__Gestellte Aufgabe A__
Wie viele Personen beteiligten sich laut dem Textauszug über Sexismus am Arbeitsplatz an der Befragung von OGBL Equality?
__Gestellte Aufgabe B__
Führen Sie den Textauszug über die Umfrage des OGBL zu Sexismus am Arbeitsplatz im Anschluss an seinen letzten Satz fort.

::: Textauszug :::

Wie viele Frauen wurden an ihrem Arbeitsplatz bereits Opfer von Sexismus oder sexueller Belästigung? Die entsprechende Datenlage in Luxemburg ist dürftig. Mit einer Studie versucht der OGBL nun Licht ins Dunkel zu bringen.
Wenn es um Geschlechterdiskriminierung am Arbeitsplatz geht, stehen meist Aspekte wie Einstellungs- und Aufstiegschancen sowie Lohnunterschiede im Fokus. Weniger Aufmerksamkeit erhält dagegen der Arbeitsalltag. Das Thema ist in der Tat heikler, beruhen Statistiken doch auf dem subjektiven Empfinden von Betroffenen.
Vor Kurzem ist die entsprechende Datenlücke in Luxemburg jedoch etwas kleiner geworden: Um sich einen Überblick über das Ausmaß von Sexismus am Arbeitsplatz zu verschaffen, hat OGBL Equality, die Untergruppe der Gewerkschaft, die sich mit Geschlechtergerechtigkeit befasst, nämlich Ende 2021 bei ihren weiblichen Mitgliedern eine Umfrage durchgeführt. Insgesamt 684 Personen aus unterschiedlichen Berufsfeldern, die meisten davon zwischen 26 und 55, nahmen an der Befragung teil.
Das Ergebnis, das am vergangenen Dienstag der Presse vorgestellt wurde, zeigt den dringenden Handlungsbedarf: Fast die Hälfte der Befragten ist am Arbeitsplatz bereits Opfer von Sexismus geworden, knapp ein Fünftel wurde sexuell belästigt. 69 Prozent der Befragten haben bereits darüber nachgedacht, aufgrund ihrer Seximus- erfahrungen zu kündigen.

::: Bereitgestellte Angaben :::

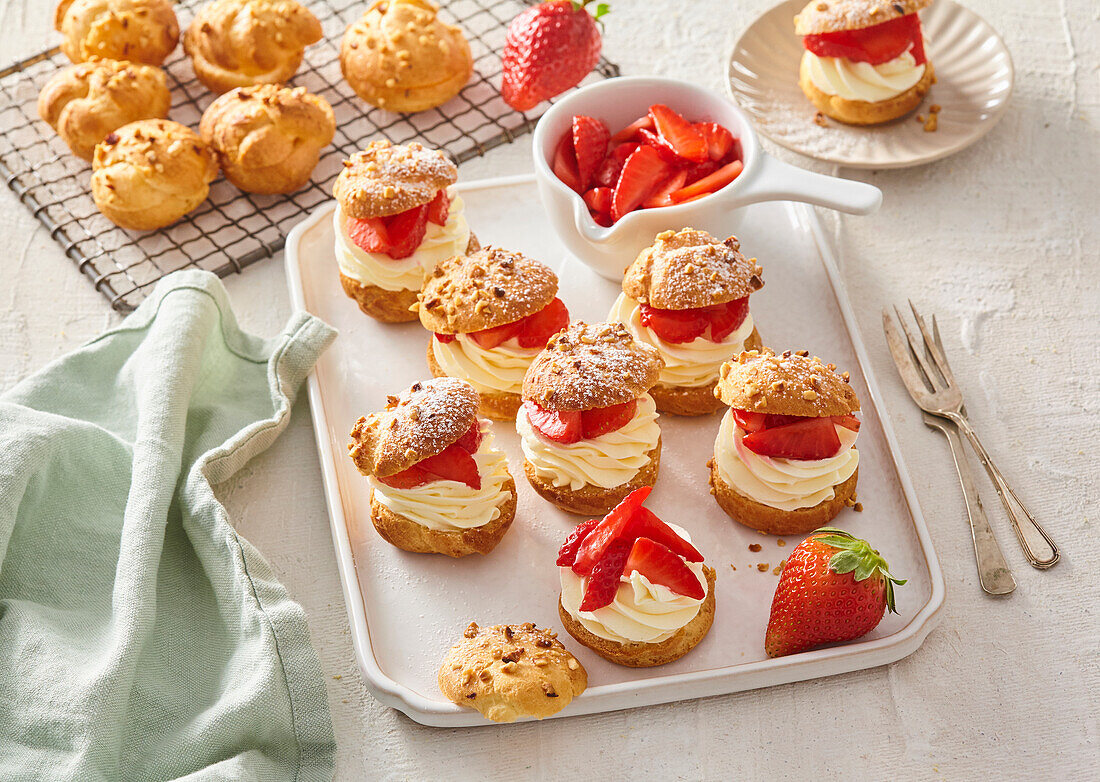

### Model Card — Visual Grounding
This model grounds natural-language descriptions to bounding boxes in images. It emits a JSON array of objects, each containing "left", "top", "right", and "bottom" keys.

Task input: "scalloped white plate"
[{"left": 728, "top": 0, "right": 1014, "bottom": 168}]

:::

__Lösung der Aufgabe A__
684 Personen

__Lösung der Aufgabe B__
In 62 Prozent der Fälle ging die Tat vom Vorgesetzten aus, nur drei Prozent der Befragten gaben an, von einem Untergebenen belästigt worden zu sein. „Ce résultat confirme que le lien de subordination entre la victime et l’auteur/trice joue un rôle capital dans ces situations délicates“, kommentieren die Autor*innen der Studie diese Diskrepanz. Auch indirekte Erfahrungen mit sexualisierter Gewalt waren unter den Befragten verbreitet: 44 Prozent gaben an, an ihrem Arbeitsplatz Zeuginnen von Sexismus geworden zu sein. 13 Prozent hatten einen Fall sexueller Belästigung mitbekommen.
Unzureichende Maßnahmen
OGBL Equality interessierte sich aber nicht nur für die Taten an sich, sondern auch für den internen Umgang mit solchen. Mehr als die Hälfte der Befragten gaben an, den Vorfall nie bei ihrem Arbeitgeber gemeldet zu haben. Ein Drittel hatte das zwar getan, ohne dass daraufhin jedoch eine Maßnahme ergriffen worden wäre.
Fast alle Sexismusopfer, nämlich 92 Prozent, empfanden die Unterstützung, die sie infolge ihrer Erfahrungen erhalten hatten, als unzureichend. Die anderen 8 Prozent gaben als Quelle der Unterstützung vor allem Freund*innen, Familienangehörige und Arbeitskolleg*innen an. Nur in seltenen Fällen wurden Instanzen wie die Personaldelegation, die Gewerkschaft oder die ITM genannt. „Cependant ce sondage nous démontre que les femmes ne sont pas prêtes à suffisamment faire confiance aux structures existantes“, stellen die Autor*innen der Studie fest. Ihre Interpretation: Betroffene Frauen fühlen sich von ihrem Arbeitgeber nicht in ausreichendem Maße geschützt.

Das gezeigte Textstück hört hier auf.